TASK PROMPT:
Return every entry exactly as written.

SUPPLIED DATA:
----

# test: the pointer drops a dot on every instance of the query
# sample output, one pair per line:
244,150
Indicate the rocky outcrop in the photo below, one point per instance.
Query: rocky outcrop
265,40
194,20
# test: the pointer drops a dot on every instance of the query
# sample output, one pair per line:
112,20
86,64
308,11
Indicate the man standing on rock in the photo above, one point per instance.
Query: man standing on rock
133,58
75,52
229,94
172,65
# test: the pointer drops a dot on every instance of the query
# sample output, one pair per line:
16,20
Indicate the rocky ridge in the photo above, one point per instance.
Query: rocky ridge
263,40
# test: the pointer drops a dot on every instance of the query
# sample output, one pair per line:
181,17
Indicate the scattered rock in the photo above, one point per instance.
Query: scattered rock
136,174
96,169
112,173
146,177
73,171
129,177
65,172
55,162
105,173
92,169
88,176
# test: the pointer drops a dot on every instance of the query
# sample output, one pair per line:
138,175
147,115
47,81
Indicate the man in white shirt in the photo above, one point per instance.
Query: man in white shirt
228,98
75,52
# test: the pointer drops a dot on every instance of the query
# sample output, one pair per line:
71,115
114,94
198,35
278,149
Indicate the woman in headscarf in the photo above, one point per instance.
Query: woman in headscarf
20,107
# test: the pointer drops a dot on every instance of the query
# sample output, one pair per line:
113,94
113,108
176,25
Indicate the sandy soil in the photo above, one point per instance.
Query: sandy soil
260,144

----

TASK OUTPUT:
# test: the pointer drops a dot on every instance of the query
# sample output, one pair per line:
244,150
Indicate the rocky outcrop in the photo below, one point per instance.
Query: rocky outcrop
265,40
194,20
# test: the pointer drops a dot on every instance of the query
# sample output, one pair per line:
112,20
86,64
308,11
Indicate the man standing on rock in the photo above, one point per instance.
Query: man standing on rock
133,58
75,52
229,94
172,65
# test: the pointer drops a dot on every instance of the query
# sample output, one pair per line:
16,20
Indicate the rocky ridge in the photo above, one point per instance.
Query: rocky ridge
263,40
# test: the pointer drops a dot on every instance of the query
# sample output, one pair per line:
181,17
Indicate the scattered rock in the photo above, one point per instance.
Query: scattered rock
136,174
96,169
112,173
146,177
73,171
129,177
65,172
55,162
105,173
92,169
88,176
# test: the pointer drops a dot on every instance of the query
# sample output, one pair per line:
138,175
147,115
47,81
Indicate the man in white shirt in the photo above, one point per instance.
Query: man in white shirt
228,98
75,52
# test: the pointer drops a dot on every instance of the query
# sample output, one pair per line:
71,115
114,94
198,35
278,149
Indicate the woman in headscarf in the photo above, one point per instance.
Query: woman in headscarf
20,107
# test: the pointer drops a dot on every instance of the query
# sample output, one pair per line:
113,94
113,108
176,25
Indicate the sandy soil in the photo above, one point per instance.
Query: sandy soil
260,144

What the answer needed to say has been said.